◆ **TASK PROMPT**: Could you recast the stretch from the line containing "wooden deck railing." through the line containing "--target=wooden deck railing" as a numbered list, one item per line and blank lines left out?
-- Begin --
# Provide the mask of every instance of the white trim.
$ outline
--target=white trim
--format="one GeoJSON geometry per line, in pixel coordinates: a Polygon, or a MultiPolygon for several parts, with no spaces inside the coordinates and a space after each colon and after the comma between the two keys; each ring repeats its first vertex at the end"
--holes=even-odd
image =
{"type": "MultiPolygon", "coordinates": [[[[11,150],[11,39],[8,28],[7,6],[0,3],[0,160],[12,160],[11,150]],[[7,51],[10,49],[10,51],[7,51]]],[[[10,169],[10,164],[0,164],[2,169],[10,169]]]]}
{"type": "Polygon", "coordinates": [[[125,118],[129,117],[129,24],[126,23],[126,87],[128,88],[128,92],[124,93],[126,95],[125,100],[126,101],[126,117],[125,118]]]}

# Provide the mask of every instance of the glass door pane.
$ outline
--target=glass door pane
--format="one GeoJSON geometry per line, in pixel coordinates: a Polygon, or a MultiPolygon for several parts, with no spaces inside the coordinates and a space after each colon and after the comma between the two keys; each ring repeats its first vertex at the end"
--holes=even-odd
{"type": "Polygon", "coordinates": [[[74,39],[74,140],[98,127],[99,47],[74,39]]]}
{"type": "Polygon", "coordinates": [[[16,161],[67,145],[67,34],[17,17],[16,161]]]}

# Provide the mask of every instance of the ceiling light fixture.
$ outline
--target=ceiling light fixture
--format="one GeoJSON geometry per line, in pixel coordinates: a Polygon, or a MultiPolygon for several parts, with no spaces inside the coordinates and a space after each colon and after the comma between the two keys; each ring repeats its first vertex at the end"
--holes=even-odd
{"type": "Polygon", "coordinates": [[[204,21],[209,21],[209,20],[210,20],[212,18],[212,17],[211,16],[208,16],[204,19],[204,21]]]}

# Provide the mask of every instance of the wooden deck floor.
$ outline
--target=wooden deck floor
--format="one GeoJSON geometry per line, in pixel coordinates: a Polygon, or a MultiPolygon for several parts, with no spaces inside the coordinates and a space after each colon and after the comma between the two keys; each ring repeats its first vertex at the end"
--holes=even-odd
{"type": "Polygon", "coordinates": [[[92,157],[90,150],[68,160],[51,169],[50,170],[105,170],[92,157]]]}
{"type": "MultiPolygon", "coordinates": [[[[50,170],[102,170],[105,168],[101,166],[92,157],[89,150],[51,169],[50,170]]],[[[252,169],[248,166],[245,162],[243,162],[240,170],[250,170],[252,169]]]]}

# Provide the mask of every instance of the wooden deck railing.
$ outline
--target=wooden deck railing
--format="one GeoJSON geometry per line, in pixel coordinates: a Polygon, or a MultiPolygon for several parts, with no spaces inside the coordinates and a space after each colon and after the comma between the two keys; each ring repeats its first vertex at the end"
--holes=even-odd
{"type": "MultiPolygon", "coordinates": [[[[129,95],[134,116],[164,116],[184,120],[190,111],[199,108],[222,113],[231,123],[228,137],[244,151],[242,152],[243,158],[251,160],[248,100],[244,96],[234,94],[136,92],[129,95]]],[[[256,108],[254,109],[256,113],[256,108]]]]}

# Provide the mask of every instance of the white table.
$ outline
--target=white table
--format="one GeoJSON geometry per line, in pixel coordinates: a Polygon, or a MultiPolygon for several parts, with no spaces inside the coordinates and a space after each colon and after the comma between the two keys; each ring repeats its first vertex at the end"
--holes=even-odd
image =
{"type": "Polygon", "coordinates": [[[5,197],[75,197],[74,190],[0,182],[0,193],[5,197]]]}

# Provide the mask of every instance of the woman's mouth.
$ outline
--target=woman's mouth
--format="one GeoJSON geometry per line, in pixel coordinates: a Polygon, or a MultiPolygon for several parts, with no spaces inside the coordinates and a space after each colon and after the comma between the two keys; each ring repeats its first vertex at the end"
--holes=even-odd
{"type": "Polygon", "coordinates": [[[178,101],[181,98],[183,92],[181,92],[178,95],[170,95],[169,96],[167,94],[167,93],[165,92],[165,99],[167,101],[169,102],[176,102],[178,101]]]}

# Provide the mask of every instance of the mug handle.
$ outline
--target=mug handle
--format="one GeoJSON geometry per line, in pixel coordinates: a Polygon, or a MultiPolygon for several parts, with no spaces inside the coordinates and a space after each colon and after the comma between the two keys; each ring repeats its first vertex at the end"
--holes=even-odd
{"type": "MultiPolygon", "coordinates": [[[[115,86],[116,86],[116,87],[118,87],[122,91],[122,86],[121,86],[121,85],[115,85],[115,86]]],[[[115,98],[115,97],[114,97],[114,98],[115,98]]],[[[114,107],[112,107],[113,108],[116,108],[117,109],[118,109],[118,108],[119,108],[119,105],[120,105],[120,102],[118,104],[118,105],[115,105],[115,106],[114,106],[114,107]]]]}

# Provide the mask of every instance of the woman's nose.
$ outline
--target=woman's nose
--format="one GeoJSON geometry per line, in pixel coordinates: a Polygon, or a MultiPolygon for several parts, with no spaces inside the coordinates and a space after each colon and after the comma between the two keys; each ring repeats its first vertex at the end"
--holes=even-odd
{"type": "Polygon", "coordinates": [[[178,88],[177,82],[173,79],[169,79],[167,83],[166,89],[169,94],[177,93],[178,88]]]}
-- End --
-- Begin --
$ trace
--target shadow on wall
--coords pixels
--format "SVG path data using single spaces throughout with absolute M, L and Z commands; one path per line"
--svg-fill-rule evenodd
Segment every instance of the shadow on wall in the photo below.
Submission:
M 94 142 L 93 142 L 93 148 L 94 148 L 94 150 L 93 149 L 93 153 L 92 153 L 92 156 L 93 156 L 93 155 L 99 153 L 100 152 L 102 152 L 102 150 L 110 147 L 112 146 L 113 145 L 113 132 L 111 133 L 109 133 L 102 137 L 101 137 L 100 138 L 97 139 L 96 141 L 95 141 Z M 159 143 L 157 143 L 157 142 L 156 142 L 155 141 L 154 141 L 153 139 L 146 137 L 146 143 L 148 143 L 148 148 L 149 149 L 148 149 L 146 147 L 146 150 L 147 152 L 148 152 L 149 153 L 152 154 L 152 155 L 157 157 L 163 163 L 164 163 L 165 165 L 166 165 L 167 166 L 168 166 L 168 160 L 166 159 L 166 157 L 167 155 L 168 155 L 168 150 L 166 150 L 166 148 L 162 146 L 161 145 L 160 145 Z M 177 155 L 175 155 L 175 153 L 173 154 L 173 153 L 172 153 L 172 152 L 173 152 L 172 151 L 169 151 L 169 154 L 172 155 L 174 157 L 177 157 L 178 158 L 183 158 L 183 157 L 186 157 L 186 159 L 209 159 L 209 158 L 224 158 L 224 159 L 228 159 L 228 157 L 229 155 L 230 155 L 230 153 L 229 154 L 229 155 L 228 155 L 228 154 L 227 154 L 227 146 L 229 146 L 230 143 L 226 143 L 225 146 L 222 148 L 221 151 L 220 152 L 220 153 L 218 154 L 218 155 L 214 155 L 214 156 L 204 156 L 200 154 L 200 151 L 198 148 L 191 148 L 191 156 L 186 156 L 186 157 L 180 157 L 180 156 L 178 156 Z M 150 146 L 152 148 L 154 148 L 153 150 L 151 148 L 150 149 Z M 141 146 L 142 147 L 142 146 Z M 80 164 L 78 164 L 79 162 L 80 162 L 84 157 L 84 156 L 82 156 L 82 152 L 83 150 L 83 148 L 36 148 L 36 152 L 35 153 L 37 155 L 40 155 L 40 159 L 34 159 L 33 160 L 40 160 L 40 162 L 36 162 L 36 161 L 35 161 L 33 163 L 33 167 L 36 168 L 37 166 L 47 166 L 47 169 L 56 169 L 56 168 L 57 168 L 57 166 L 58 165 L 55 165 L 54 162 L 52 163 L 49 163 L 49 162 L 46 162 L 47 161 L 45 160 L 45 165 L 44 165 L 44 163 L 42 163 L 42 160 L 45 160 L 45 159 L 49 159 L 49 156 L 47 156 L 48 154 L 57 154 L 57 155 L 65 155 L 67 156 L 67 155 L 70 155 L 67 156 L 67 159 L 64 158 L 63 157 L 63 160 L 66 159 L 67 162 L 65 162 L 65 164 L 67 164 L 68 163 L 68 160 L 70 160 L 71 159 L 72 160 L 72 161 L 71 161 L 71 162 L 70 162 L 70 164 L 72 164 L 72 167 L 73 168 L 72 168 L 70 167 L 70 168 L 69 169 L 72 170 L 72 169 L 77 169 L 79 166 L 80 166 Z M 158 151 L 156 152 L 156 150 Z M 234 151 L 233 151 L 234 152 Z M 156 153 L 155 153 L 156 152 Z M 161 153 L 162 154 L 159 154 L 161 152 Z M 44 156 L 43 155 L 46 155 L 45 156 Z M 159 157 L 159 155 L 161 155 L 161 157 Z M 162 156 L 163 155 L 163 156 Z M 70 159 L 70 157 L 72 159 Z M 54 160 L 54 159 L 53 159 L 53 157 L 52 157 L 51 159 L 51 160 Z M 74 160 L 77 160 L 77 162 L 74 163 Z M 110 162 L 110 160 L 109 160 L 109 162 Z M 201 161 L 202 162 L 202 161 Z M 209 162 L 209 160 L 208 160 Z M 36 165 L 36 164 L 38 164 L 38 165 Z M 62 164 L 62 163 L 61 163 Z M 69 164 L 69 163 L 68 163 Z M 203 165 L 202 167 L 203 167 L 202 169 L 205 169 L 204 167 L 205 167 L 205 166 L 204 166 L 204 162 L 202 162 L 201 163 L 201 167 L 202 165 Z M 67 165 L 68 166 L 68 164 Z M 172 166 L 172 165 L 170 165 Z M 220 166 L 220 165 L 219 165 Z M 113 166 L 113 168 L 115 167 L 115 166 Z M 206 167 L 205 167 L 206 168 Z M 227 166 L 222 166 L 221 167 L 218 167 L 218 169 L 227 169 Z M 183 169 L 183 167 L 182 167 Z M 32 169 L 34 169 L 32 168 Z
-- End --
◆ **ANSWER TO THE PROBLEM**:
1. # Provide the mask of every instance of the wooden deck railing.
2. $ outline
3. --target=wooden deck railing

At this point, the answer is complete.